→ TASK REQUIREMENTS:
Quote the listing below verbatim, reproducing every line in its original order without alteration.

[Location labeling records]
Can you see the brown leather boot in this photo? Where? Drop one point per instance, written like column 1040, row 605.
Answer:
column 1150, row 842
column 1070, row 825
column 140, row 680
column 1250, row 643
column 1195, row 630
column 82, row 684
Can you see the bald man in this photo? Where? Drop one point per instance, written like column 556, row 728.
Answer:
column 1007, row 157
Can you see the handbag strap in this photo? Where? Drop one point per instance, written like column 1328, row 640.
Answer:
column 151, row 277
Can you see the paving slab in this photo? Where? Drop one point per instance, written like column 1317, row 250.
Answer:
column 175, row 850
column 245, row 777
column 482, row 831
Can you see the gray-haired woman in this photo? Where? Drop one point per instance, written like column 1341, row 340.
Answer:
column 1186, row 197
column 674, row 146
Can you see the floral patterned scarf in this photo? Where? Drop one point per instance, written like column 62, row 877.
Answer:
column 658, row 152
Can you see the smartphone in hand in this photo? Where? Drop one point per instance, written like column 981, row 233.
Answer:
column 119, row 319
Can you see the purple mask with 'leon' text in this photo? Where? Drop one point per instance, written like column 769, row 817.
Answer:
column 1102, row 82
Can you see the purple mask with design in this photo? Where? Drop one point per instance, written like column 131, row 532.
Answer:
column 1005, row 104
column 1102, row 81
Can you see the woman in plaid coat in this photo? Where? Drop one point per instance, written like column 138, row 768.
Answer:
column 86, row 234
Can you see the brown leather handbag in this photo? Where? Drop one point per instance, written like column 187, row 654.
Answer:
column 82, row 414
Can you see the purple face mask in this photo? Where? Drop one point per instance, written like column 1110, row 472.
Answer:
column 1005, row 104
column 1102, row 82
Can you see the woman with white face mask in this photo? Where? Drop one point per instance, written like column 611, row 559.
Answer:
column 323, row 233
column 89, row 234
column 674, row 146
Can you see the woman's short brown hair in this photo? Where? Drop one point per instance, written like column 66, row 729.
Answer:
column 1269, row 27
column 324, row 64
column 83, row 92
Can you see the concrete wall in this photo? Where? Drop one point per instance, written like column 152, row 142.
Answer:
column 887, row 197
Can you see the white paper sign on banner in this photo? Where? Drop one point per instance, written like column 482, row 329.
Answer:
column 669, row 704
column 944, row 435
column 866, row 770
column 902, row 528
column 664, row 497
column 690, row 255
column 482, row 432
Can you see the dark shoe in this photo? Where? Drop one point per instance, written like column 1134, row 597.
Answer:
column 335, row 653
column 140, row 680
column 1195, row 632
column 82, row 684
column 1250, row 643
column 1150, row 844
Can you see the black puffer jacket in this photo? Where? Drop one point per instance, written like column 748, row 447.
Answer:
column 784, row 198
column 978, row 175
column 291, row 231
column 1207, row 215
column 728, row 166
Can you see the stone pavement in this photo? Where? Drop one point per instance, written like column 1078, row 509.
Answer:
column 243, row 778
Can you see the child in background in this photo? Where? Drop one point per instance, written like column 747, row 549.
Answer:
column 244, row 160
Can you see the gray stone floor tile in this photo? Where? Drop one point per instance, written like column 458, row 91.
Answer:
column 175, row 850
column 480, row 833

→ TASK RESPONSE:
Can you see the brown leather boot in this photo? Where? Drop one point per instance, written like column 1040, row 605.
Answer:
column 1150, row 842
column 1070, row 825
column 140, row 680
column 1250, row 643
column 1195, row 630
column 82, row 684
Can you see the bald man in this photo? Where? Drop one point per instance, written like column 556, row 728.
Answer:
column 1007, row 157
Can you see the handbag strap in this photo? Where? Drop one point per instance, written like column 1328, row 640.
Answer:
column 151, row 277
Can you see the paving slab in this photo? Where? Drop one point per instance, written like column 1317, row 250.
Answer:
column 175, row 850
column 245, row 777
column 482, row 831
Can you see the gray-haired woman in this photo? Where? Drop one point per instance, written like column 1341, row 340.
Answer:
column 1186, row 197
column 674, row 146
Can you see the floral patterned scarf in this photo? Where? Drop one point per instance, written like column 62, row 877.
Answer:
column 658, row 152
Can you see the smartphone in hand in this photo? Where? Drop one point per instance, written like column 981, row 233.
Answer:
column 119, row 319
Can you see the purple mask with 'leon' text in this photo? Where? Drop one point per instance, written like column 769, row 817.
Answer:
column 1102, row 82
Can you see the purple mask with design in this photo? Where? Drop one point per instance, written like column 131, row 532.
Answer:
column 1005, row 104
column 1102, row 81
Can you see the woman in plaid coat in this photo? Where? Drop one point per instance, written like column 138, row 768.
Answer:
column 86, row 234
Can you see the brown leather handbag in this photo? Where? Drop one point per instance, written like column 187, row 654.
Answer:
column 82, row 414
Can you see the purple face mask in this photo? Where? Drop one point per instance, written like column 1110, row 472.
Answer:
column 1005, row 104
column 1102, row 82
Can you see the woman with white face mask in this photo? Where? Drop one point per instance, written like column 611, row 559.
Answer:
column 323, row 233
column 89, row 234
column 674, row 146
Can you see the woman's short brown hair in this photo? Where? Drop one point per instance, written like column 66, row 729.
Answer:
column 1269, row 27
column 324, row 64
column 83, row 92
Can you see the concrete wall in this photo? Where? Drop one point per instance, written like column 152, row 142.
Answer:
column 887, row 197
Can you see the white paper sign on banner in this photo? Where? Drop one point per instance, written like column 482, row 329.
Answer:
column 669, row 704
column 944, row 435
column 866, row 770
column 902, row 528
column 664, row 497
column 690, row 255
column 482, row 432
Can you see the dark shoe in this photo? Where? Drop one point per instance, written like column 1134, row 597.
Answer:
column 335, row 653
column 140, row 680
column 1195, row 632
column 82, row 684
column 1250, row 643
column 1150, row 844
Can you see the black puffer jacket in this photo? Where? Drop one point per instance, written like column 748, row 447.
Answer:
column 784, row 198
column 978, row 175
column 291, row 231
column 1207, row 215
column 728, row 166
Can you see the stone pavement in this photo? Where? Drop one point per instance, written like column 1078, row 509.
Answer:
column 243, row 778
Can you see the child in background in this photo? Where? Drop one point per instance, written like column 747, row 549.
Answer:
column 244, row 160
Can you see the gray stone floor tile in this photo? Where? Drop one point per instance, written like column 458, row 91.
Answer:
column 175, row 850
column 480, row 833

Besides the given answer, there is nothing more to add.